-- SOURCE MATERIAL start --
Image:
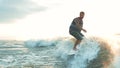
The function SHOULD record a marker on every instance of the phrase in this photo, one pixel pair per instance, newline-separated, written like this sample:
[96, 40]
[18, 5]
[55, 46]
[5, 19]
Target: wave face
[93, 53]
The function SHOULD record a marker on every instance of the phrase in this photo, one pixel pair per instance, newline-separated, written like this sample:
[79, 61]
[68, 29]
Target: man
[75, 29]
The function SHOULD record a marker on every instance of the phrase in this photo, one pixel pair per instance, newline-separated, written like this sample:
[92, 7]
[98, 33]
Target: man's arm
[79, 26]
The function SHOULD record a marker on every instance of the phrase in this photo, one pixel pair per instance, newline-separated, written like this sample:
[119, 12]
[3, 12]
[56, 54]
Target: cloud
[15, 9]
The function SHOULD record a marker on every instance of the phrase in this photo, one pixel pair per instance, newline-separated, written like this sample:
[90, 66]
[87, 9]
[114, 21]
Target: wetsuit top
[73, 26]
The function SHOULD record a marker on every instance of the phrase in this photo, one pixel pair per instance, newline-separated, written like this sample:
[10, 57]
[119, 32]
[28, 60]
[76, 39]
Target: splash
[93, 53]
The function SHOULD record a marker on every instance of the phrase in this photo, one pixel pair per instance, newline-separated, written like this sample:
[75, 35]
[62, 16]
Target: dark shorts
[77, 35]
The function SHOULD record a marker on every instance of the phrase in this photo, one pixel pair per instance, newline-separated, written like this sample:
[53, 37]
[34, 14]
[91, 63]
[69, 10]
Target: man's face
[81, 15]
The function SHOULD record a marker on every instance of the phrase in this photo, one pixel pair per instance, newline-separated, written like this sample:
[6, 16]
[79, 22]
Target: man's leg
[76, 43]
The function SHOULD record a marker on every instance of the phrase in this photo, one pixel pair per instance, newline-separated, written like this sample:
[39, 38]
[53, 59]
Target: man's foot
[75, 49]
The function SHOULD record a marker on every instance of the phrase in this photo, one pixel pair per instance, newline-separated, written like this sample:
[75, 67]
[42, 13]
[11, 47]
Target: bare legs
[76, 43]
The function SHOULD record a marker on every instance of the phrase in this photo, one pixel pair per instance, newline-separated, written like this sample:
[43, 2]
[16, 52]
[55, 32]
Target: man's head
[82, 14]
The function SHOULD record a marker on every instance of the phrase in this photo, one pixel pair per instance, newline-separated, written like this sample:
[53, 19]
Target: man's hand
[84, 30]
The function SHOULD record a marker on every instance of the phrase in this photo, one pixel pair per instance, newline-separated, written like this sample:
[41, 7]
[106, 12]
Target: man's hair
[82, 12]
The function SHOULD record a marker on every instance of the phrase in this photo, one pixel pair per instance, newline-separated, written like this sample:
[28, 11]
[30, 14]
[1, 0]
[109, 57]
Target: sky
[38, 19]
-- SOURCE MATERIAL end --
-- SOURCE MATERIAL start --
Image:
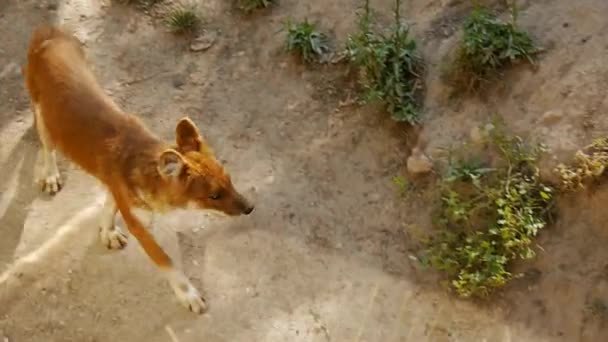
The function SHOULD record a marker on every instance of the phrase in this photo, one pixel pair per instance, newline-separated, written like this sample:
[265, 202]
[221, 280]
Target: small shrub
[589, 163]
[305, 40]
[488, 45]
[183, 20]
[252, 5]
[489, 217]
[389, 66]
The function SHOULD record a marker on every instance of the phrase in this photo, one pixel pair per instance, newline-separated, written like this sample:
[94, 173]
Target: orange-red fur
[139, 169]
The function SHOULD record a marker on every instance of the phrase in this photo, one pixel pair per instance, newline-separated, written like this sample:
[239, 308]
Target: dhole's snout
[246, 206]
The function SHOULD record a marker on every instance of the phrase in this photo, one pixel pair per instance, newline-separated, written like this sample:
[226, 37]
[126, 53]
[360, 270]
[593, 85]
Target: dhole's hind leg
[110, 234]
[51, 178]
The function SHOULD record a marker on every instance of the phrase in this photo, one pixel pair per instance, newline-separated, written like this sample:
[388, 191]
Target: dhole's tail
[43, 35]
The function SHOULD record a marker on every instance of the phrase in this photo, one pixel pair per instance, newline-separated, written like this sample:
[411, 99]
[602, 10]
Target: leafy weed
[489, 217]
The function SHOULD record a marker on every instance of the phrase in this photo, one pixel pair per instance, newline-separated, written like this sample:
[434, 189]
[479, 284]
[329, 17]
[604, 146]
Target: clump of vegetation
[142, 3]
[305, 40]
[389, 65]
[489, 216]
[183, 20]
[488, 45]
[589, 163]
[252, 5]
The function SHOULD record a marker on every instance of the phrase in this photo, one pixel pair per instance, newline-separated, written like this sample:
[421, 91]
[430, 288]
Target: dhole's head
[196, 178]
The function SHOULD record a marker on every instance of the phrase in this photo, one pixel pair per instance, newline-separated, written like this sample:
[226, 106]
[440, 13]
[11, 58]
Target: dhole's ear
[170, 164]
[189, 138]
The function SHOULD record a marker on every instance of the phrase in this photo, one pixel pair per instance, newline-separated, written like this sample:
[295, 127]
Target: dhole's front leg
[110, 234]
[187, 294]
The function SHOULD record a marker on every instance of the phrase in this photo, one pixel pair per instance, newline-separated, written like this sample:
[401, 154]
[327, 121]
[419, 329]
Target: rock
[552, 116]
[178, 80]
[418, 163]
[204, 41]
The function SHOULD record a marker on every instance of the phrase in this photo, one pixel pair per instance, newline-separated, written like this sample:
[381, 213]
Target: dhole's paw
-- SOURCE MATERIAL end --
§ DIRECTIONS
Select every line in the records above that contains the word "head", and copy each one out.

§ FULL ANSWER
Target: man's head
Target: dhole's head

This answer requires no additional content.